= TASK PROMPT =
For the data below, report how many lines contain the string "sock" and write nothing more.

= DATA =
___

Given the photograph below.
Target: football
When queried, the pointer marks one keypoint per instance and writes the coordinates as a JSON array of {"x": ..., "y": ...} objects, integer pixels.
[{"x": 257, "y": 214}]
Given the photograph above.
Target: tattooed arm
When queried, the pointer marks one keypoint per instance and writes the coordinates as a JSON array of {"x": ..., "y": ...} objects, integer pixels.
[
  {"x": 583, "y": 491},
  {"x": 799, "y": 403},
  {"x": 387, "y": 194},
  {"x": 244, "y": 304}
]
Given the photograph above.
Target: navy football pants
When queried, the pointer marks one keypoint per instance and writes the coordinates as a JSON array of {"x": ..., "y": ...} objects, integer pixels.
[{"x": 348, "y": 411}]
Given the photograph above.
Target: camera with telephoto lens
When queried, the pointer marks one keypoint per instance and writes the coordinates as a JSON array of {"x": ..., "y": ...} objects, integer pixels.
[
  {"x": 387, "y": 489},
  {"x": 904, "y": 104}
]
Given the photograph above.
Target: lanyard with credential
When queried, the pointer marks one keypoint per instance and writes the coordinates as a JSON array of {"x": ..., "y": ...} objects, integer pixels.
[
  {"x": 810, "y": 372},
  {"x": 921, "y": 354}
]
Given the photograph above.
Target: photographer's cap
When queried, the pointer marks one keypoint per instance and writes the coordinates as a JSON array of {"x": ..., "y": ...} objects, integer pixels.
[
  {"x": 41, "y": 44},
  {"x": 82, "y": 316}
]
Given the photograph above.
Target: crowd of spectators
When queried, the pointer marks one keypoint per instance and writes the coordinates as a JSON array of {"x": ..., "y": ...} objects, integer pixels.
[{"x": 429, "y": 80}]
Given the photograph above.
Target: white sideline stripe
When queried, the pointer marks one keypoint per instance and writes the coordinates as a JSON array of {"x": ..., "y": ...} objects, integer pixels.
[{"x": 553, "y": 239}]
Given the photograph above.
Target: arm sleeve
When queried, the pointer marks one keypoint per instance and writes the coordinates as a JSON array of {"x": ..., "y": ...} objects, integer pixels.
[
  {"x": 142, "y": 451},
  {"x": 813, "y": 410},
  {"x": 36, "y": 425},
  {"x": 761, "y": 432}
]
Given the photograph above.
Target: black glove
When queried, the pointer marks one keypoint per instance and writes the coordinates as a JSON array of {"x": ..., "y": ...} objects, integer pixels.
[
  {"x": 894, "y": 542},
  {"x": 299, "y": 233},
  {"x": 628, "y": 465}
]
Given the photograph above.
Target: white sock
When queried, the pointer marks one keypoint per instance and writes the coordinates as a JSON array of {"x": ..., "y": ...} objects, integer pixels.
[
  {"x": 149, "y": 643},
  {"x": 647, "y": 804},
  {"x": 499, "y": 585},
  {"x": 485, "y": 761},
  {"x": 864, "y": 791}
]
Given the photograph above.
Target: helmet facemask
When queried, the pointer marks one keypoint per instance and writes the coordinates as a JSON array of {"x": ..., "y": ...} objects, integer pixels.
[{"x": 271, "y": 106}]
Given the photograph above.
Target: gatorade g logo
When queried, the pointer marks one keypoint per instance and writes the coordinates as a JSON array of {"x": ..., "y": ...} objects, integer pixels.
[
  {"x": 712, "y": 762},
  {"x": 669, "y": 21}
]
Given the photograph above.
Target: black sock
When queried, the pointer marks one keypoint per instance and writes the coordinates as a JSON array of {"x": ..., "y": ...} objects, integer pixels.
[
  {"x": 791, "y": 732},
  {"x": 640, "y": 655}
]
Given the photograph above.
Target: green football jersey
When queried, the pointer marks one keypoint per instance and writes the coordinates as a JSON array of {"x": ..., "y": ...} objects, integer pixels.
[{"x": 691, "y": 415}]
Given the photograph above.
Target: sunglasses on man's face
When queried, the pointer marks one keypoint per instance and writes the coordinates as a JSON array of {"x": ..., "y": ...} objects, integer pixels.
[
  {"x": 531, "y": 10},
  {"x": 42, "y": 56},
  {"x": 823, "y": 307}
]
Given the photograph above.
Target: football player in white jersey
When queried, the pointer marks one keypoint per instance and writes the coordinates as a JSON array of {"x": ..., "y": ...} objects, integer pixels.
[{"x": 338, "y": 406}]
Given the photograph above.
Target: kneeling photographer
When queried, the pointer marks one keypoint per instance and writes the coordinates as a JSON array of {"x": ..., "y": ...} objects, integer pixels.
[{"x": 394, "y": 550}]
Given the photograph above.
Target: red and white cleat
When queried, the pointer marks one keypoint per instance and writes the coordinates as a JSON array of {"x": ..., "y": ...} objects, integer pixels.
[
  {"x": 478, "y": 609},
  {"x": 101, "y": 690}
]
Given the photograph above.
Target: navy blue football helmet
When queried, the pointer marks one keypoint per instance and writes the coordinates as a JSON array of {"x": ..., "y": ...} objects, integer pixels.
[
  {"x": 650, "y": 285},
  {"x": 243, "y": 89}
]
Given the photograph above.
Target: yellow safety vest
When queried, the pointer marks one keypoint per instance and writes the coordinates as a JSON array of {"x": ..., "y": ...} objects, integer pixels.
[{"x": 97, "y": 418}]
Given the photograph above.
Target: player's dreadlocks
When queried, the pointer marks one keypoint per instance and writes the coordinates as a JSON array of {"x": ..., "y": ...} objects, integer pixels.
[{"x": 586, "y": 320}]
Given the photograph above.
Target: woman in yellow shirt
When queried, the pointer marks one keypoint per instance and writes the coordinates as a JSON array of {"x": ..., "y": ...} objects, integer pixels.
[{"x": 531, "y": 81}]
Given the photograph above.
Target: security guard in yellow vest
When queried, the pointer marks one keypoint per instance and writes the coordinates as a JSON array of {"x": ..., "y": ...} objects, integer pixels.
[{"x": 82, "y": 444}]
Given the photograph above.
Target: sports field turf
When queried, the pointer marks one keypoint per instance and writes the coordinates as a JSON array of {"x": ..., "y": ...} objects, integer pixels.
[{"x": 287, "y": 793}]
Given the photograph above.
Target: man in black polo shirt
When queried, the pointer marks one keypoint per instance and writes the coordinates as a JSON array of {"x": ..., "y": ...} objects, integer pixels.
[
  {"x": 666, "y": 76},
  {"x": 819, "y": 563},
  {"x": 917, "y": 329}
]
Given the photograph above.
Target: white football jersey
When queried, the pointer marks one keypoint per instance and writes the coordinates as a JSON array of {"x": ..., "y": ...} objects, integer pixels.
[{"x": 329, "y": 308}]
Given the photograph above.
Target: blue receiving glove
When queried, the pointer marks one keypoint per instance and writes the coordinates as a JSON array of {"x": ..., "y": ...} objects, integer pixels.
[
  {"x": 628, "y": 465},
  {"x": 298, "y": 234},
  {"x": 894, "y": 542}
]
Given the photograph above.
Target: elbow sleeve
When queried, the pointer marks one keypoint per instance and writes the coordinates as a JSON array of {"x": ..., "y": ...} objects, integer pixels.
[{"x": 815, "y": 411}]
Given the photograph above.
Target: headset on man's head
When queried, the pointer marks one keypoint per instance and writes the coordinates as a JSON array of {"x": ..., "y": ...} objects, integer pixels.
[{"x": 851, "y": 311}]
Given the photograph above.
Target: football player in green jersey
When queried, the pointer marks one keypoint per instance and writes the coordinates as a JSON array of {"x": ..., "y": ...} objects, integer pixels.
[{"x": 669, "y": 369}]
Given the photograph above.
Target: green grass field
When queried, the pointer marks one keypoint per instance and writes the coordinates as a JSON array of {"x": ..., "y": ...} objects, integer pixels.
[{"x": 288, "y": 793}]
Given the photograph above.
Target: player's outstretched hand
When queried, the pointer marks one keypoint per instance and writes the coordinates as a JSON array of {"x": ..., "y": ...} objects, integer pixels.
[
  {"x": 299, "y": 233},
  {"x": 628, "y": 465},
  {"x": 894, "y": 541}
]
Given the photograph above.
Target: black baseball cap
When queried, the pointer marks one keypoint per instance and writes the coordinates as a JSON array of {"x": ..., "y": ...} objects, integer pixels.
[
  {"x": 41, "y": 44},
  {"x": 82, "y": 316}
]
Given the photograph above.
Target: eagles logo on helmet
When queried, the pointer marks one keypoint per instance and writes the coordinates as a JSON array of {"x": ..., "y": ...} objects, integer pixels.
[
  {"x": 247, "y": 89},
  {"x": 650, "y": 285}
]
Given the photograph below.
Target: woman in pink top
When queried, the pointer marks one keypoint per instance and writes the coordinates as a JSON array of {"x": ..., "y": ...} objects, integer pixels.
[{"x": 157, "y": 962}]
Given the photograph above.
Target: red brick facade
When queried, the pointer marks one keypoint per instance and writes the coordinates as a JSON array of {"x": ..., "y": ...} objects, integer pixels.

___

= YOUR RESPONSE =
2